Update the records below by changing every "bounding box" to "rectangle" and leaving everything else as it is.

_ _ _ _ _ _ _

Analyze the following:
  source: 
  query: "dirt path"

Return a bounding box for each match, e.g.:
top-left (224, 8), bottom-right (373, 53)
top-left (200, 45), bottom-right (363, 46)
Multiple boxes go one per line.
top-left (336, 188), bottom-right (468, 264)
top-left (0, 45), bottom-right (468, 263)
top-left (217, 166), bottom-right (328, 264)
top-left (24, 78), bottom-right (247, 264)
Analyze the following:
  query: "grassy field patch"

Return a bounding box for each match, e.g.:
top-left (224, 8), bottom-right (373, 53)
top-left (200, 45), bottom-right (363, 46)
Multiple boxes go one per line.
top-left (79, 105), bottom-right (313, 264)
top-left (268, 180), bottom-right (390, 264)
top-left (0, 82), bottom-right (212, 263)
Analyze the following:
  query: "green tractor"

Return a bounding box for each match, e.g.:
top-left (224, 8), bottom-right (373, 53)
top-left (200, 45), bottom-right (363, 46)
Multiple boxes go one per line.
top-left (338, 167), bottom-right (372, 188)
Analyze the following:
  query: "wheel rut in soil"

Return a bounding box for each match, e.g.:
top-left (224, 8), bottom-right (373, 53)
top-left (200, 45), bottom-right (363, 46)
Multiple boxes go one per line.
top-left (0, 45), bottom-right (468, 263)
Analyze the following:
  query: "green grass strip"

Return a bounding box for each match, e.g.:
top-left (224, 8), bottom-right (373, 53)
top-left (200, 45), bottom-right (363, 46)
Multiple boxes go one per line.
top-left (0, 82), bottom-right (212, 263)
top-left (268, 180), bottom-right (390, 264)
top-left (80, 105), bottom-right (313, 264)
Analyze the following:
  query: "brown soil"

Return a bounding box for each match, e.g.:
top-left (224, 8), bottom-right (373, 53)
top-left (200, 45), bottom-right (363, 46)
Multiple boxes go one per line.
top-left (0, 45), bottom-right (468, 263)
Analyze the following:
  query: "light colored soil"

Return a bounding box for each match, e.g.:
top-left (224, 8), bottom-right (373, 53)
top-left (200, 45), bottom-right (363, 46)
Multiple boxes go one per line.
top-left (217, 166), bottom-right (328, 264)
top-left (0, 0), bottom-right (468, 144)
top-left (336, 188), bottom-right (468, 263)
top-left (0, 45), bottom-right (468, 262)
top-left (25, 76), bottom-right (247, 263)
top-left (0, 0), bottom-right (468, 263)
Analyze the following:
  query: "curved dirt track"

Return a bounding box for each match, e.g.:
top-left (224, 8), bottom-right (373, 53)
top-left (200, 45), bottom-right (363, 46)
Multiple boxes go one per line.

_ _ _ _ _ _ _

**COMPLETE ANSWER**
Analyze the following:
  source: 
  query: "dirt path"

Return a rectangle for each match, e.g.:
top-left (224, 8), bottom-right (373, 53)
top-left (200, 45), bottom-right (363, 46)
Multiple boxes go one per line.
top-left (336, 188), bottom-right (468, 264)
top-left (0, 45), bottom-right (468, 263)
top-left (217, 166), bottom-right (328, 264)
top-left (24, 78), bottom-right (247, 264)
Analyze the following:
  query: "grassy field patch"

Return a rectangle for each match, e.g.:
top-left (224, 8), bottom-right (373, 53)
top-left (200, 45), bottom-right (363, 46)
Multiple boxes go one per line.
top-left (79, 105), bottom-right (313, 264)
top-left (268, 180), bottom-right (390, 264)
top-left (0, 82), bottom-right (212, 263)
Analyze the following:
  query: "green tractor"

Return a rectangle for each match, e.g.:
top-left (224, 8), bottom-right (373, 53)
top-left (200, 45), bottom-right (363, 46)
Multiple boxes go one per line.
top-left (338, 167), bottom-right (372, 188)
Analyze the following:
  query: "wheel rut in soil"

Return a rectangle for each match, e.g.:
top-left (224, 8), bottom-right (373, 53)
top-left (200, 45), bottom-right (363, 46)
Multiple boxes go one per line.
top-left (0, 45), bottom-right (468, 263)
Analyze the following:
  query: "green grass strip"

Return a rectangle for each match, e.g.:
top-left (224, 8), bottom-right (373, 53)
top-left (200, 45), bottom-right (363, 46)
Multiple boxes go one per line.
top-left (0, 82), bottom-right (212, 263)
top-left (268, 180), bottom-right (390, 264)
top-left (80, 105), bottom-right (313, 264)
Analyze the following:
  query: "brown soil"

Return a rectangle for each match, e.g.:
top-left (224, 8), bottom-right (373, 53)
top-left (200, 45), bottom-right (363, 46)
Multiple boxes go one per line.
top-left (0, 45), bottom-right (468, 263)
Analyze the following:
  query: "light colored soil"

Return a rectangle for each match, e.g.:
top-left (224, 8), bottom-right (373, 53)
top-left (200, 45), bottom-right (363, 46)
Multiple boxes go one per line.
top-left (217, 166), bottom-right (328, 264)
top-left (0, 0), bottom-right (468, 144)
top-left (336, 188), bottom-right (468, 263)
top-left (0, 45), bottom-right (468, 262)
top-left (25, 76), bottom-right (247, 263)
top-left (0, 0), bottom-right (468, 263)
Analyze the following:
  query: "curved dirt track"

Return a rectangle for each match, e.g.:
top-left (224, 8), bottom-right (373, 53)
top-left (200, 45), bottom-right (363, 46)
Multiple boxes go one per line.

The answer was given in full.